To be done:
Reproduce every line of the entries below without any changes, but leave out the pictures.

Excerpted records:
===============
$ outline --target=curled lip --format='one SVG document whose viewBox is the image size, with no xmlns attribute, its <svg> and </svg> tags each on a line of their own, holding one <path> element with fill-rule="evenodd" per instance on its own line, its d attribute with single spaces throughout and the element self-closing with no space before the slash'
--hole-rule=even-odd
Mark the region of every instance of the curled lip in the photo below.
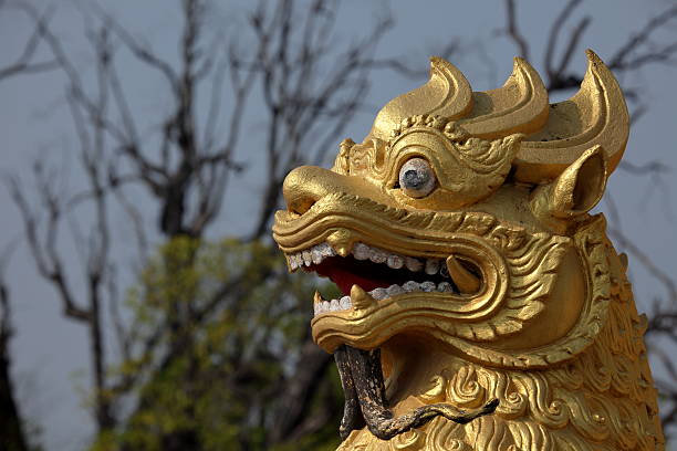
<svg viewBox="0 0 677 451">
<path fill-rule="evenodd" d="M 303 216 L 279 211 L 273 237 L 288 255 L 324 241 L 346 255 L 360 241 L 416 258 L 459 255 L 477 266 L 482 283 L 471 295 L 404 293 L 366 307 L 326 312 L 311 322 L 315 342 L 327 352 L 341 344 L 372 349 L 407 329 L 441 339 L 464 335 L 466 323 L 496 312 L 504 298 L 509 272 L 500 253 L 478 237 L 496 222 L 487 213 L 405 210 L 333 193 Z"/>
</svg>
===============
Finished task:
$ outline --target=curled lip --format='one SVG document whose viewBox is the image size, with no xmlns attribute, its <svg> and </svg> tags each on a line of their own, holding one <path> element with fill-rule="evenodd" per instance on its own line, its d attribute with single spaces throughout and the element self-closing with no space before the slash'
--hole-rule=even-odd
Mark the region of every instance of the curled lip in the photo below.
<svg viewBox="0 0 677 451">
<path fill-rule="evenodd" d="M 303 216 L 279 211 L 273 237 L 288 255 L 324 241 L 346 255 L 360 241 L 416 258 L 459 255 L 477 266 L 482 283 L 471 295 L 404 293 L 366 307 L 326 312 L 311 322 L 315 342 L 327 352 L 341 344 L 372 349 L 407 329 L 441 339 L 464 335 L 466 323 L 496 312 L 504 298 L 509 272 L 500 253 L 478 237 L 496 222 L 487 213 L 405 210 L 333 193 Z"/>
</svg>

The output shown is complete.